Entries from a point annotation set
start
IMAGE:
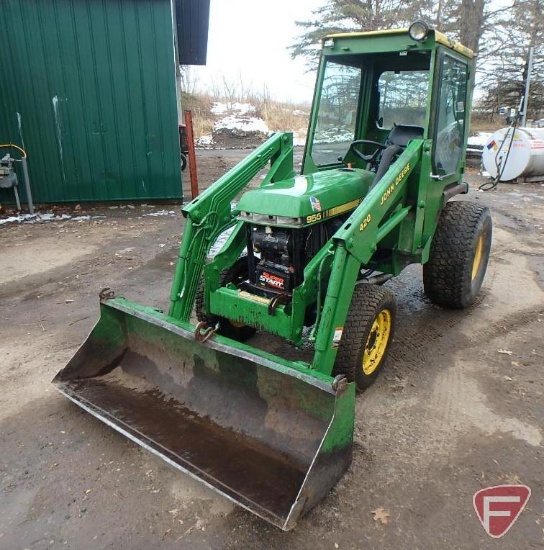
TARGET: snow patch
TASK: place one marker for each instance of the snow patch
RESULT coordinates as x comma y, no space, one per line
219,108
248,124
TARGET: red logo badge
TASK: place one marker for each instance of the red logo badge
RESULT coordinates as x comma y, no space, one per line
498,507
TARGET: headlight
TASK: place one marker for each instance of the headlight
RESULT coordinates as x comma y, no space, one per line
418,31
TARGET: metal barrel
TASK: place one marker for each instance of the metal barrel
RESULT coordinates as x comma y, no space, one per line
271,438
end
Copy out all the rows again, swapping every "place one marker" for "put one dot" and leaving all other text as it is. Omit the pictures from your copy.

IMAGE:
TARGET: snow patch
TASK: put one dot for each instance of the snow patch
RESULT coordinates as x comma y, no space, one per line
219,108
248,124
TARGET: red logo badge
TASK: put one dot for each instance of the red logo badge
RESULT coordinates as x comma y, no space, one per line
498,507
TARGET: headlight
TASK: put one dot for each instance of the headlight
RESULT coordinates as x comma y, no space, one per line
418,31
TARGET: metal barrel
TASK: put one dot for each instance of the metal barrel
RESULT coordinates as x comma y, no space, one per line
271,438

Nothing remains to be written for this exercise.